==== DATA LINES ====

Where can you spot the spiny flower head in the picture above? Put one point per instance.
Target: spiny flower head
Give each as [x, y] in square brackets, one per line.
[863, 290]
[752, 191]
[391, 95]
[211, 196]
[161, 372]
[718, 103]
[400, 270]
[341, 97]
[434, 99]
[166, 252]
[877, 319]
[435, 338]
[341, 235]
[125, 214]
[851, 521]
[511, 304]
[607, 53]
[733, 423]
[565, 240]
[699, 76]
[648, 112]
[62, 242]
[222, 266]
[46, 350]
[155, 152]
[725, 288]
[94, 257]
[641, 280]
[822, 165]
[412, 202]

====

__TASK TO CARRY OUT__. Rewrite the material above with every "spiny flower head" changed to "thistle head", keeping everything else the same.

__WORKED SOLUTION__.
Where can you spot the thistle head in the picture above? Put one point per instance.
Target: thistle head
Give each as [x, y] in square brackets, one per line.
[863, 290]
[752, 191]
[391, 95]
[211, 196]
[161, 372]
[718, 103]
[400, 270]
[341, 97]
[434, 99]
[166, 252]
[877, 319]
[435, 338]
[341, 235]
[125, 214]
[851, 521]
[511, 304]
[607, 53]
[733, 423]
[565, 240]
[699, 76]
[648, 112]
[62, 242]
[222, 266]
[46, 350]
[155, 152]
[725, 288]
[94, 257]
[641, 280]
[822, 165]
[412, 202]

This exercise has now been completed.